**Excerpt to read**:

You’d have to be a pretty tough anti-drug hard-liner to be against helping addicts get off drugs rather than simply punishing them for breaking the law, then telling them, “You’re on your own.” But Proposition 36 takes a system that already accomplishes that goal — albeit on a much less ambitious scale — and replaces it with a statewide program that has no track record.
Why? There was nothing fundamentally wrong with the approach taken by the Drug Courts. It may simply be that the system was so obscure that voters cast their ballots for the quick fix, rather than considering that a functioning, maybe even superior, alternative already existed — and would have benefited by an influx of cash.
“The Drug Court system is the most efficient and effective recovery and rehabilitation system we have ever had,” says Loren DiFrank, a Los Angeles County Drug Court commissioner. “I’m not negative about Proposition 36. I like the philosophy of it, but I’m not sure it’s going to work the way it’s set up.”
Part of the problem DiFrank foresees is that Proposition 36 will sharply reduce the level of judicial supervision, due to both the provisions of the new law and the sheer volume of cases it will generate. That means judges won’t be able to keep an eye on drug miscreants.
Those fears are echoed in the Winter 2001 issue of the Journal of Drug Issues. According to an article authored by several researchers at UCLA, “Evaluations have been consistent in finding that Drug Courts are successful at lowering drug use and criminal activity . . . and at retaining them in treatment for longer periods of time than other types of community-based treatment and supervision.” Studies have also shown “lower recidivism rates among Drug Court participants.”

[Dataset records]
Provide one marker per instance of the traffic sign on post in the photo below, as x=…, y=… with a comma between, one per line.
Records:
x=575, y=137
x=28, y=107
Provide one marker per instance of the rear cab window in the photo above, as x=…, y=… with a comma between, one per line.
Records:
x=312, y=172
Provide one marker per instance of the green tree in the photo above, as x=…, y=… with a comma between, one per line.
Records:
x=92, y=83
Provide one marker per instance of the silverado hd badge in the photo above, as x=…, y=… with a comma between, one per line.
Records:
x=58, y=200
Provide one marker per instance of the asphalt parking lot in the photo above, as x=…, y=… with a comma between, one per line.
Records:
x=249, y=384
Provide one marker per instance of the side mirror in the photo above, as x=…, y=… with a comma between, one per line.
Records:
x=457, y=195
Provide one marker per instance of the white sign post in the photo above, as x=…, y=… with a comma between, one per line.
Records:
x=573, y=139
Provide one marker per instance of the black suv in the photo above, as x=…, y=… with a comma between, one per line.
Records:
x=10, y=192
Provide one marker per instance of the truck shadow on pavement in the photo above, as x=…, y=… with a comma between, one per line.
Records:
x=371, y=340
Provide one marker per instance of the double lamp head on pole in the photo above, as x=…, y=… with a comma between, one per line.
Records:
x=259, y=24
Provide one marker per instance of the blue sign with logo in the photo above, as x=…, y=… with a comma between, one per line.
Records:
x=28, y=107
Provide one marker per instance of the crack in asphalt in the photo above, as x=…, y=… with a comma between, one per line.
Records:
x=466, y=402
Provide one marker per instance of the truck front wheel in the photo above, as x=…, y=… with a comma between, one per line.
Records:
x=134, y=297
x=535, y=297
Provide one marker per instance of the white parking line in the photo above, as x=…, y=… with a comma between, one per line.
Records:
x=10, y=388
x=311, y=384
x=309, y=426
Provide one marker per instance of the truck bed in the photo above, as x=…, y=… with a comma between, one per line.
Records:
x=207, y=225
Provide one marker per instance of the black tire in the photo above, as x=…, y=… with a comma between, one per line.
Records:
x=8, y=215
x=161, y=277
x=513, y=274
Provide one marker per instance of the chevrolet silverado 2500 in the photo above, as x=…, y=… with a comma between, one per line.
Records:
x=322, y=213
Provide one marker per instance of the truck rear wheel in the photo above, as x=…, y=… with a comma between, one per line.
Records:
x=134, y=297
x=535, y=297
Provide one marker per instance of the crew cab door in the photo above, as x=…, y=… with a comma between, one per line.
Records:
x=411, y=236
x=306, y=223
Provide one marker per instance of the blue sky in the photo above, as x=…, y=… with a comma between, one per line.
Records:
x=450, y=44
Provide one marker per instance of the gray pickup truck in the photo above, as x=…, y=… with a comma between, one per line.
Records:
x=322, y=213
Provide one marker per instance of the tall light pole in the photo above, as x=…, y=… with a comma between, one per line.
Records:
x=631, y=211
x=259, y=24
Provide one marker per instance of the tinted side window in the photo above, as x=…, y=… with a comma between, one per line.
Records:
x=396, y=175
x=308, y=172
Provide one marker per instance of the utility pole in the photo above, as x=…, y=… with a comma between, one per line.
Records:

**The tasks**:
- A) Summarize the passage on Proposition 36 and Drug Courts in two sentences.
- B) Render this sentence from the passage on Proposition 36 and Drug Courts in Spanish: "There was nothing fundamentally wrong with the approach taken by the Drug Courts."
- C) Proceed with the passage on Proposition 36 and Drug Courts, beginning after its final sentence.
The data is separate material, unrelated to the passage on Proposition 36 and Drug Courts.

**Final answers**:
- A) The passage contends that Proposition 36 replaces the Drug Court system, which already helped addicts get off drugs on a smaller scale, with a statewide program that has no track record. Loren DiFrank, a Los Angeles County Drug Court commissioner, fears the new law will sharply reduce judicial supervision, while UCLA researchers report that Drug Courts lower drug use, criminal activity, and recidivism.

- B) No había nada fundamentalmente equivocado en el enfoque adoptado por los Tribunales de Drogas.

- C)
Specifically, the article noted that Drug Courts “are better able to closely supervise drug offenders in the community than other forms of community-based supervision such as probation . . . This is accomplished primarily through intensive judicial supervision, frequent drug testing and the use of graduated punishments.”
In fact, because Proposition 36 is a post-conviction program, judges are removed altogether — it’s up to probation officers to certify compliance.
To Commissioner DiFrank, close judicial supervision is essential. “Drug Court is tailored to the individual, but also to their families and their needs, and we really become like family in and of itself. It’s a very holistic approach to handling a case.
“It does take a lot of empathy and compassion on the part of the bench officer. And if you don’t know the person’s name, it’s hard to be empathetic toward them. With Proposition 36, with the volume, I don’t know if that’s going to be possible.”
Of course, that’s part of the problem Proposition 36 was designed to resolve. Says Daniel Abrahamson, one of the authors of the initiative, “For 98 percent of Californians, Drug Courts don’t exist. There are, I think, 16 counties without them in California, because they can’t afford them. Those counties that do have Drug Courts usually have one or two Drug Courts, not very many, and accept 2, maybe 5 percent of people who are eligible.”